■ THE PROBLEM: Where a line in the listing below contains the word "branch", copy that line.

■ TASK DATA:
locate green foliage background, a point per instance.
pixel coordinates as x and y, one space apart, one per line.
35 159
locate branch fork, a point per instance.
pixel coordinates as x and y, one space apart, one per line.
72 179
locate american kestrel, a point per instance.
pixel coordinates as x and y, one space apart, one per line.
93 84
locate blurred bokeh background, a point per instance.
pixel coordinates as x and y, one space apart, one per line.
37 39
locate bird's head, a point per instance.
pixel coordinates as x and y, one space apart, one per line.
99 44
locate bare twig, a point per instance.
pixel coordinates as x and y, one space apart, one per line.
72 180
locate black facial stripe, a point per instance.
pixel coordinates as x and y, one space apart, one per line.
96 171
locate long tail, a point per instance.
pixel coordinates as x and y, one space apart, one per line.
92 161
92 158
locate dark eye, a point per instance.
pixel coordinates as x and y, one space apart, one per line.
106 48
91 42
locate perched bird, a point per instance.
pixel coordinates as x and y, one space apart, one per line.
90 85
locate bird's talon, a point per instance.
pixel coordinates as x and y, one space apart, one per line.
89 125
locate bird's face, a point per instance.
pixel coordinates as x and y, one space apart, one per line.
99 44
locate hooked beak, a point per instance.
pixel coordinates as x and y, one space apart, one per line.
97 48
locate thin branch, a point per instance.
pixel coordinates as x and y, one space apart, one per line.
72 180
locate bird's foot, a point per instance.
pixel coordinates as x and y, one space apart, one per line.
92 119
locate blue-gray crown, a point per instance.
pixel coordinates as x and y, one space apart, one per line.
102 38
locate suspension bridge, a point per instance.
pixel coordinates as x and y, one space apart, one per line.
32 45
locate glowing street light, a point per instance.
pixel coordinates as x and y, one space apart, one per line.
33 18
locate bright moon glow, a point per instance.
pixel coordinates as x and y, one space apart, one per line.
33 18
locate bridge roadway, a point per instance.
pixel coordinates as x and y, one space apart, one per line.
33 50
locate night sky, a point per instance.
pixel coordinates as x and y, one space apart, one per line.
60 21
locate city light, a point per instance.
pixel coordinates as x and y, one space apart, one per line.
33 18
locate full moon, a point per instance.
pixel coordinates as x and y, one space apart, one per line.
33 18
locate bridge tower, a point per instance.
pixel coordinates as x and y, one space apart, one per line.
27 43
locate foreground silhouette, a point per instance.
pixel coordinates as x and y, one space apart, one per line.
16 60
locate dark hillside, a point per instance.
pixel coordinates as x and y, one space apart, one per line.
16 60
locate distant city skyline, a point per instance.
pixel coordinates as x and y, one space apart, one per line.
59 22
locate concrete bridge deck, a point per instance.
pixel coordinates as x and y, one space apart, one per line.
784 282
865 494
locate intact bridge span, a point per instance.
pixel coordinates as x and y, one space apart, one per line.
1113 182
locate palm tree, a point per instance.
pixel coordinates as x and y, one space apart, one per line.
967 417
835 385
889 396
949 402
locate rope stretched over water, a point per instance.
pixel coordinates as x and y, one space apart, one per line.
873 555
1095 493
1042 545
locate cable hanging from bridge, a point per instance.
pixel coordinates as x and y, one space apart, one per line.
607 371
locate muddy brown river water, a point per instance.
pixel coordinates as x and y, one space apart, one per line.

■ WRITTEN REPLY:
locate branch fork, a point per instance.
locate thin branch, a point per instance.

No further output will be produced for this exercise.